• [Exercise requirements] Which lines in the data below contain the word "black"? Return each of those lines in full, and treat uppercase and lowercase as different.

• [Entries shown]

○ ○ ○ ○ ○

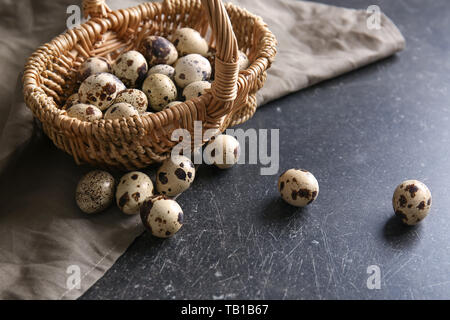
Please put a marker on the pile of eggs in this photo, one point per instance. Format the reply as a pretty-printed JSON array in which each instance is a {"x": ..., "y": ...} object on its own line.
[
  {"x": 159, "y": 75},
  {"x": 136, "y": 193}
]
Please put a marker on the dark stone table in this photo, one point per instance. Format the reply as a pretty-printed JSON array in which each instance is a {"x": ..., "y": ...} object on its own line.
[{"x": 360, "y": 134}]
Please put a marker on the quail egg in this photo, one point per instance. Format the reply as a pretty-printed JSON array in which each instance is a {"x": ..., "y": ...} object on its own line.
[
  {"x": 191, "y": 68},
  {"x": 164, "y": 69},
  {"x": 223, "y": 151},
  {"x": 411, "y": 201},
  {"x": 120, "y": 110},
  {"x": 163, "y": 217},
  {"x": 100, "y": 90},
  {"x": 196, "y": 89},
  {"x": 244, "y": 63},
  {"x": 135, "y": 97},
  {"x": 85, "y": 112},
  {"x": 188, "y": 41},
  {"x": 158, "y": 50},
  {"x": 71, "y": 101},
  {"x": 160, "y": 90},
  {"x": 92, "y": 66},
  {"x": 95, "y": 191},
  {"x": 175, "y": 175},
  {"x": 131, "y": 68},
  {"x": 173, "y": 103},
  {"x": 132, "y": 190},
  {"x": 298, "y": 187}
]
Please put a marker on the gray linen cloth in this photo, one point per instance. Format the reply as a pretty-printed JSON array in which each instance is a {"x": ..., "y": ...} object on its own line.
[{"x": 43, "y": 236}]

○ ○ ○ ○ ○

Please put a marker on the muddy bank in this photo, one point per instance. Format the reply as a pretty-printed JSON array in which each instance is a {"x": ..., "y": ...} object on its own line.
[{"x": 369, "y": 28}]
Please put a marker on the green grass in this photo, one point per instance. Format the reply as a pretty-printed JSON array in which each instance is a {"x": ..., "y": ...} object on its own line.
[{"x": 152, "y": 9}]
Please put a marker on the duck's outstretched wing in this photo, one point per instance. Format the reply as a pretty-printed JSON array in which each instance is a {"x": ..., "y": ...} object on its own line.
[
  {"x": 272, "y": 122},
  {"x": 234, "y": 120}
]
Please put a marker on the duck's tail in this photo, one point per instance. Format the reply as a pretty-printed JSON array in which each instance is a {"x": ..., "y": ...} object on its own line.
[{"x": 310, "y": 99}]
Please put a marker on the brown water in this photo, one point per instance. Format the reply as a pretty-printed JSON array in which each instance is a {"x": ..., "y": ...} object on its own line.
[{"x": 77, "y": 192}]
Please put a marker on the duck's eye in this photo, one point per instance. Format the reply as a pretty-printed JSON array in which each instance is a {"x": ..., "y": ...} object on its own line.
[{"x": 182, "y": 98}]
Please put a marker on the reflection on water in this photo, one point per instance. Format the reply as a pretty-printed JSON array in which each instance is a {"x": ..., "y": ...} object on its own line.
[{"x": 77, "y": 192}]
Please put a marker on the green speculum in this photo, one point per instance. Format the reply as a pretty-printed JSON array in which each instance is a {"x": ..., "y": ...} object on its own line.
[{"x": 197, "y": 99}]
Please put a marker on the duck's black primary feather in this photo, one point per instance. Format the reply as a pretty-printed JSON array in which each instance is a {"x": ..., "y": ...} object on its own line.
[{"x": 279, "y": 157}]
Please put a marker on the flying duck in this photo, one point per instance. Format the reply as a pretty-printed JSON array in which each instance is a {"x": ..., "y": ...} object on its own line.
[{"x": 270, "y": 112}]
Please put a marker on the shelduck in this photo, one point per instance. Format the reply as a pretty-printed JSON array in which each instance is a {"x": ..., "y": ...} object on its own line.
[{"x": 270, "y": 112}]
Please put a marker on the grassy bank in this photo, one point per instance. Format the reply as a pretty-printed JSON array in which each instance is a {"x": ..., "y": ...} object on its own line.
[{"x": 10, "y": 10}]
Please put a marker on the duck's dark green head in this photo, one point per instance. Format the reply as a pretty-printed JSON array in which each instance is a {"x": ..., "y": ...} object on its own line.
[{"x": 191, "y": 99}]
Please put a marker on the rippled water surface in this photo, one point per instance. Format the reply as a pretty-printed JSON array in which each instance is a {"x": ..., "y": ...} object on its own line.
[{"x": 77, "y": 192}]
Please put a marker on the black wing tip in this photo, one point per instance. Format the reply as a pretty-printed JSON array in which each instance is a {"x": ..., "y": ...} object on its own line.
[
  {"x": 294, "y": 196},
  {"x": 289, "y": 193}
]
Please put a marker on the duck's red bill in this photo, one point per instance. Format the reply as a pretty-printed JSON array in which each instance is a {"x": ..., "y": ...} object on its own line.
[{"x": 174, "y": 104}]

○ ○ ○ ○ ○

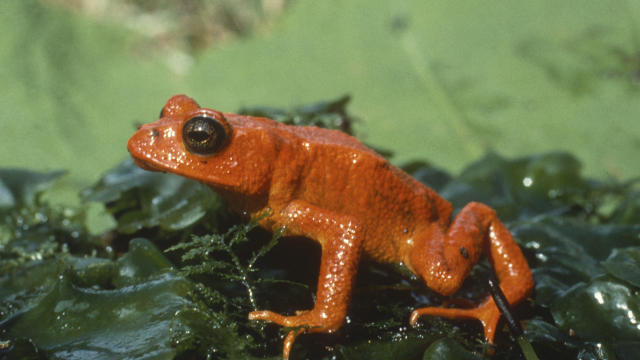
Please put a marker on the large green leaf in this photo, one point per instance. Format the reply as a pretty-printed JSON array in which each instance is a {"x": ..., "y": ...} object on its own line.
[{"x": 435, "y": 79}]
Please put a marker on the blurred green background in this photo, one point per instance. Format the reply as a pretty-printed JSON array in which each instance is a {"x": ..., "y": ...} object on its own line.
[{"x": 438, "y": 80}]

○ ○ ○ ○ ○

• [Completed exercise]
Please put a marker on the duck's black primary feather in this photo, one point per instance. Format the reply as a pretty-printed JSON array in which each instance is a {"x": ..., "y": ...} object on its own line.
Please put a marker on the black wing tip in this photo, one point per instance. Format the reply as a pretty-printed JSON array in which each instance is a {"x": ..., "y": ...} object on its own line.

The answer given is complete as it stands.